#### Instruções e requisitos
Transcreva sem mudar nada o trecho do texto sobre os pagamentos a agentes no futebol, começando em "Os valores pagos" e indo até "tiveram um crescimento.".

#### Texto para ler
---

Os valores pagos em Inglaterra sextuplicaram desde 2015
Já em Portugal, de acordo com os dados disponíveis na Federação Portuguesa de Futebol, no último ano houve uma quebra de 83,7 M€ para os 59,9 M€. Os números relativos a transferências mas também a renovações de contratos foram tornados públicos no início deste mês e revelaram o Benfica como o clube que, no período entre 1 de abril de 2020 e 31 de março passado, mais pagou a agentes (20,3 M€), superando FC Porto (15,4), Braga (9,9), Sporting (8,5) e V. Guimarães (2,4). No comparativo com a temporada passada, aliás, apenas os bracarenses tiveram um crescimento.
Por cá, houve uma redução em relação ao ano passado, mas o Benfica mantém-se na liderança
Todos estes valores são, no entanto, relativos pois têm a ver com as quantias brutas usadas pelos vários emblemas nacionais em contratações sendo, por isso, lógico que o Benfica lidere por ter investido mais.

---

#### Itens
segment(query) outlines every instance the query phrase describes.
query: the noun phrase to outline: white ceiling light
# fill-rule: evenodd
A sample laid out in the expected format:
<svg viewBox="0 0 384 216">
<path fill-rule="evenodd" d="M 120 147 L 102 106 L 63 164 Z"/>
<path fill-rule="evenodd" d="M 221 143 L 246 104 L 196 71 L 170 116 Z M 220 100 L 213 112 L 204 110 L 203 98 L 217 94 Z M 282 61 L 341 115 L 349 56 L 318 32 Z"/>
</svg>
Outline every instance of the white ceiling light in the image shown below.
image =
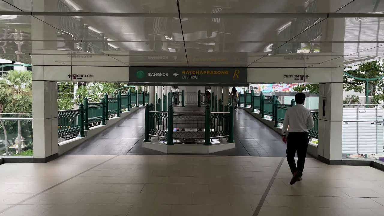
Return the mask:
<svg viewBox="0 0 384 216">
<path fill-rule="evenodd" d="M 83 8 L 80 7 L 77 4 L 75 3 L 72 0 L 65 0 L 65 2 L 68 5 L 72 6 L 76 10 L 81 10 Z"/>
<path fill-rule="evenodd" d="M 108 43 L 108 45 L 112 47 L 113 47 L 115 49 L 120 49 L 120 47 L 118 47 L 117 46 L 115 46 L 114 45 L 111 43 Z"/>
<path fill-rule="evenodd" d="M 100 32 L 100 31 L 99 31 L 97 29 L 96 29 L 96 28 L 93 28 L 93 27 L 92 27 L 91 26 L 90 26 L 90 27 L 88 27 L 88 29 L 90 29 L 91 30 L 92 30 L 92 31 L 94 32 L 96 32 L 96 33 L 98 33 L 99 34 L 102 34 L 102 33 L 104 33 L 104 32 Z"/>
</svg>

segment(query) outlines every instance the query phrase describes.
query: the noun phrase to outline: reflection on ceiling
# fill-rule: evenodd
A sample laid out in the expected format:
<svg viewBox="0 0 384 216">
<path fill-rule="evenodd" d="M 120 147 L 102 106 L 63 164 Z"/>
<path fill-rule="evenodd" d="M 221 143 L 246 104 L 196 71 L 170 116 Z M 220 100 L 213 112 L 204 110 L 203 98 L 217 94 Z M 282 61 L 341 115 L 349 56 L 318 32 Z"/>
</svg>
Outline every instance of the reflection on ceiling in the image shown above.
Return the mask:
<svg viewBox="0 0 384 216">
<path fill-rule="evenodd" d="M 0 57 L 35 65 L 336 68 L 384 56 L 381 0 L 0 0 Z"/>
</svg>

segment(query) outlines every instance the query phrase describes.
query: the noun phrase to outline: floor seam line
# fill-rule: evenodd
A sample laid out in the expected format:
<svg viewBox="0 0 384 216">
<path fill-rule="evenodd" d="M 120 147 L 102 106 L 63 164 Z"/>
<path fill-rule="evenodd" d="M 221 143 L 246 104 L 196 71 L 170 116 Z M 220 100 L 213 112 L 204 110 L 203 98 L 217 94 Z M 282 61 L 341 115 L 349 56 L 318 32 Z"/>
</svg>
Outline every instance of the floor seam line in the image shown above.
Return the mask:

---

#### Resposta completa
Os valores pagos em Inglaterra sextuplicaram desde 2015
Já em Portugal, de acordo com os dados disponíveis na Federação Portuguesa de Futebol, no último ano houve uma quebra de 83,7 M€ para os 59,9 M€. Os números relativos a transferências mas também a renovações de contratos foram tornados públicos no início deste mês e revelaram o Benfica como o clube que, no período entre 1 de abril de 2020 e 31 de março passado, mais pagou a agentes (20,3 M€), superando FC Porto (15,4), Braga (9,9), Sporting (8,5) e V. Guimarães (2,4). No comparativo com a temporada passada, aliás, apenas os bracarenses tiveram um crescimento.